Soal Latihan a: Tuliskan ulang tanpa perubahan baris-baris catatan mulai dari baris yang memuat "yellow protective trouser?" sampai baris terakhir catatan, termasuk kedua baris batas itu.

===============

2.      Tindak Pidana Perjudian ialah karena perjudian tidak sesuai dengan agama dan moral Pancasila; membahayakan keamanan dan ketertiban umum serta perkembangan masyarakat, bangsa dan negara; usaha pembangunan bidang materiil tidak boleh menelantarkan pembangunan spiritual (berdasar asas perikehidupan dalam keseimbangan); perjudian sudah meluas dan membawa akibat-akibat negatif, sedangkan peraturan yang ada sudah tidak sesuai dengan perkembangan.
3.      Kejahatan penerbangan dan kejahatan terhadap sarana/prasarana penerbangan ialah karena semua perbuatan-perbuatan yang mengganggu keamanan penerbangan dan sarana/prasarana penerbangan itu sangat merugikan kehidupan perekonomian negara dan pembangunan pada umumnya, dan sangat merugikan kehidupan penerbangan nasional pada khususnya.

===============

Soal Latihan b: Lanjutkan kutipan tentang alasan pemidanaan perjudian dan kejahatan penerbangan di atas, dimulai tepat setelah kalimat terakhirnya.

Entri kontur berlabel

===============

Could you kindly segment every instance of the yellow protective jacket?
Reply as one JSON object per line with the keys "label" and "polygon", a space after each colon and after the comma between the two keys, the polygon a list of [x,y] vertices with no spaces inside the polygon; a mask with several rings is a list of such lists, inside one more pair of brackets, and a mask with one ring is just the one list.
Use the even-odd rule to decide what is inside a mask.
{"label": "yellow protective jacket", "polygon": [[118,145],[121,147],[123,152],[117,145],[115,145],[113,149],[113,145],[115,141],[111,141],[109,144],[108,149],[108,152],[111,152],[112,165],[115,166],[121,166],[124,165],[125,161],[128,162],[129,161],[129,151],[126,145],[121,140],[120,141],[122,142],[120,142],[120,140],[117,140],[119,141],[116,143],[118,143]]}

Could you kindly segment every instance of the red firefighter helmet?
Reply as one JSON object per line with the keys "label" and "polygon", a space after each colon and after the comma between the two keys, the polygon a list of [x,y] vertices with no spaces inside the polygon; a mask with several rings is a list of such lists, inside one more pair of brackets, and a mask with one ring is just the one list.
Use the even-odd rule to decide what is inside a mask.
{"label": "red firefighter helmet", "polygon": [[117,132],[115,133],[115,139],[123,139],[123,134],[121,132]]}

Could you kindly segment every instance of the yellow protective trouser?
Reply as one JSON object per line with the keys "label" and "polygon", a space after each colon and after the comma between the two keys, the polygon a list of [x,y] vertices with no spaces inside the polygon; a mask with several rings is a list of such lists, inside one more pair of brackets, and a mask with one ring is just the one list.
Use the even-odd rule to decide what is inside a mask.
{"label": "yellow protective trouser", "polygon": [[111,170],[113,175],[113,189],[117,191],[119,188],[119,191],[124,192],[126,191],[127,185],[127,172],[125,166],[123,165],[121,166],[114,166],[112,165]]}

===============

Jawaban a:
Could you kindly segment every instance of the yellow protective trouser?
Reply as one JSON object per line with the keys "label" and "polygon", a space after each colon and after the comma between the two keys, the polygon a list of [x,y] vertices with no spaces inside the polygon; a mask with several rings is a list of such lists, inside one more pair of brackets, and a mask with one ring is just the one list.
Use the even-odd rule to decide what is inside a mask.
{"label": "yellow protective trouser", "polygon": [[111,170],[113,175],[113,189],[117,191],[119,188],[119,191],[124,192],[126,191],[127,185],[127,172],[125,166],[123,165],[121,166],[114,166],[112,165]]}

Jawaban b:
4.      Tindak pidana narkotika ialah bahwa perbuatan, penyimpangan, pengedaran dan penggunaan narkotika tanpa pembatasan dan pengawasan yang seksama dan bertentangan dengan peraturan yang berlaku merupakan kejahatan.
5.      Tindak pidana suap adalah bahwa perbuatan suap dalam berbagai bentuk dan sifatnya di luar yang diatur dalam peraturan perundang-undangan yang sudah ada pada hakekatnya juga bertentangan dengan kesusilaan dan moral Pancasila yang membahayakan kehidupan masyarakat dan bangsa.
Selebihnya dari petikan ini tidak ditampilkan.